TASK A
List every industry or workforce that the WiFi 6 passage says WiFi 6 will be a groundbreaking enhancement for.
TASK B
Write a continuation of the WiFi 6 passage that begins right after its final sentence.

DOCUMENT PASSAGE
__________________________________________________

WiFi 6 is here, yet in the eyes of companies as a whole, their current on-premise enterprise network infrastructure is equitable to plumbing. If it isn’t misfiring, the thought is there’s no need to take action. It isn’t isolated to a few either; the feeling is the same for small businesses to major conglomerates. Like water services, enterprise networks are only seen as a required necessity to power up a critical utility that is needed.
Frankly, to most employees, networks, network infrastructure, wireless access points and everything in between just isn’t that captivating. Speed and overall performance are what’s ultimately most important, which is why WiFi 6 will be a groundbreaking enhancement for manufacturers, the supply chain, transportation/logistics, utilities organizations and most industrial workforces.
The sixth generation in the WiFi family (thus the name “WiFi 6”) will replace WiFi 5, which was launched into existence in 2014. If there were ever a time to invest yourself and your resources into the entirety of your network infrastructure, the time is now. WiFi 6 will play a critical role into how effective businesses of new and old will be to integrate IoT into day-to-day activity for more than a decade.

__________________________________________________

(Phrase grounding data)
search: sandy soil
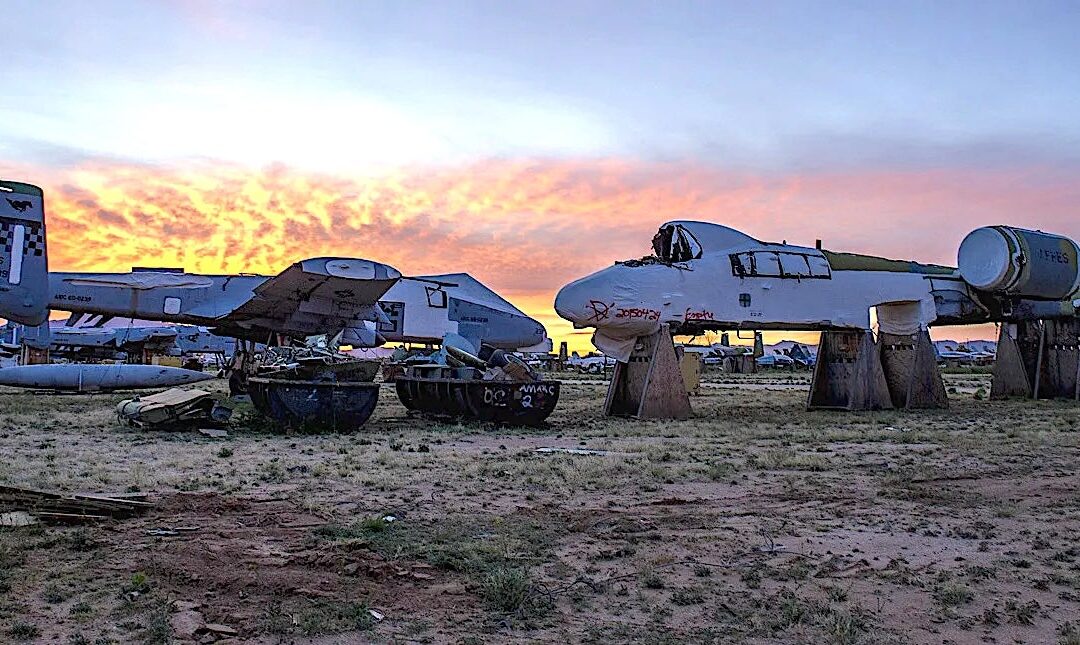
[0,374,1080,645]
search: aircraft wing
[221,257,401,336]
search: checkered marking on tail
[0,217,45,257]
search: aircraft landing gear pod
[0,179,49,326]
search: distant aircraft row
[0,182,1080,361]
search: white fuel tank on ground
[957,226,1080,300]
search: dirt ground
[0,374,1080,645]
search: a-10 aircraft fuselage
[0,179,546,349]
[49,263,546,349]
[555,221,1080,360]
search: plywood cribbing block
[604,325,693,419]
[807,330,892,411]
[990,319,1080,401]
[990,324,1031,399]
[1034,319,1080,400]
[878,330,948,409]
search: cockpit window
[730,251,833,280]
[652,224,701,263]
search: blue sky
[0,0,1080,172]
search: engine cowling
[957,226,1080,300]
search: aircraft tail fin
[0,179,49,325]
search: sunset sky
[0,0,1080,348]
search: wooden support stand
[878,330,948,409]
[807,330,892,411]
[604,325,693,419]
[990,320,1080,401]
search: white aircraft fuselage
[555,217,1064,360]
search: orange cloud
[0,159,1080,348]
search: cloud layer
[0,159,1080,347]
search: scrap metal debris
[117,388,232,429]
[258,346,381,382]
[0,486,153,524]
[534,447,610,456]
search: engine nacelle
[957,226,1080,300]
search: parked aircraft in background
[0,182,546,349]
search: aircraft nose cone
[555,278,599,326]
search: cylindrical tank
[957,226,1080,300]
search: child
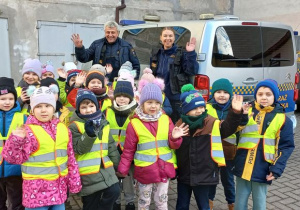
[3,87,81,210]
[206,78,248,210]
[69,89,120,210]
[16,58,42,115]
[176,84,243,210]
[233,79,295,210]
[117,79,188,210]
[0,77,26,209]
[105,81,137,210]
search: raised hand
[172,123,189,139]
[71,34,83,48]
[231,94,243,112]
[185,37,196,52]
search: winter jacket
[69,112,120,196]
[118,114,182,184]
[3,115,81,208]
[0,102,27,178]
[150,44,199,101]
[233,103,295,184]
[176,110,242,186]
[75,38,140,82]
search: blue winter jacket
[75,38,140,82]
[0,102,26,178]
[233,103,295,184]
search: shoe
[113,203,121,210]
[125,202,135,210]
[228,203,234,210]
[209,200,214,210]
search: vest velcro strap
[137,140,168,151]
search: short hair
[104,21,120,31]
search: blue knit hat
[254,79,279,103]
[76,89,99,113]
[180,84,205,114]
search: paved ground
[70,113,300,210]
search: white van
[120,17,299,126]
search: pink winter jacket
[2,116,81,208]
[118,115,182,184]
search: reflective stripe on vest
[131,114,177,168]
[22,123,69,180]
[211,120,226,167]
[73,121,113,175]
[206,104,236,144]
[106,108,130,150]
[0,112,24,165]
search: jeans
[25,203,65,210]
[81,183,120,210]
[176,182,210,210]
[234,177,268,210]
[208,160,235,204]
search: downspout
[115,0,126,24]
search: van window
[212,26,262,68]
[122,27,191,64]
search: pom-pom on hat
[254,79,279,103]
[0,77,18,102]
[22,58,42,78]
[27,86,56,110]
[180,84,205,114]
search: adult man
[71,21,140,82]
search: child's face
[87,78,103,90]
[0,93,15,111]
[33,103,54,122]
[79,102,97,115]
[142,100,161,116]
[214,90,230,104]
[23,72,39,85]
[42,71,54,79]
[186,106,205,117]
[256,87,274,107]
[116,95,130,106]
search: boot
[209,200,214,210]
[228,203,234,210]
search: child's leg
[153,180,169,210]
[251,182,268,210]
[137,182,154,210]
[176,181,192,210]
[234,177,251,210]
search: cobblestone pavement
[70,113,300,210]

__________________________________________________

EXPECTED OUTPUT A
Manufacturers, the supply chain, transportation/logistics, utilities organizations, and most industrial workforces.

EXPECTED OUTPUT B
Why so important? For starters, WiFi 6 certified hardware has greatly improved the total device capacity that was once possible to connect to a single network – without experiencing any speed latency or significant device-to-network drop-offs. Data transfer rates will also increase by as much as 40%, as the potential maximum speed will now reach 10Gbps. The same frequency channels (2.4Ghz and 5Ghz) as were available to WiFi 5 networks will still be utilized, thus the 10Gbps data transfer limit will be shareable by devices within each channel.
To put into perspective, the average download is 72Mbps. When you look at what this all means, WiFi 6 networks will not only improve the speeds at which data can flow between device clients and the network, but the amount of devices that can access an organization’s network at one time will be almost infinite, as it would take many thousands of device clients to even come close to hitting the 10Gbps threshold.
It would be easier to count industries and departments within that can’t benefit from WiFi 6, than to try and estimate the millions of organizations that stand to gain a great deal from the advances WiFi 6 will bring. Production based industries, such as manufacturing, warehousing/distribution, utilities, transportation/logistics and the entire supply chain in general can meet the IoT boom head on, as many companies turn to connected gadgets and cloud software to do more heavy lifting. Big data has long been a buzzword for these industrial workforces; combined with the growth of workforce software solutions, machinery IIoT telemetry, location solutions and more analytic measurement tools coming online everyday, WiFi 6 makes the integrations of such now limitless. The problem won’t be how much data can you measure, it will become how can you make it digestible and understandable quickly to change business outcomes.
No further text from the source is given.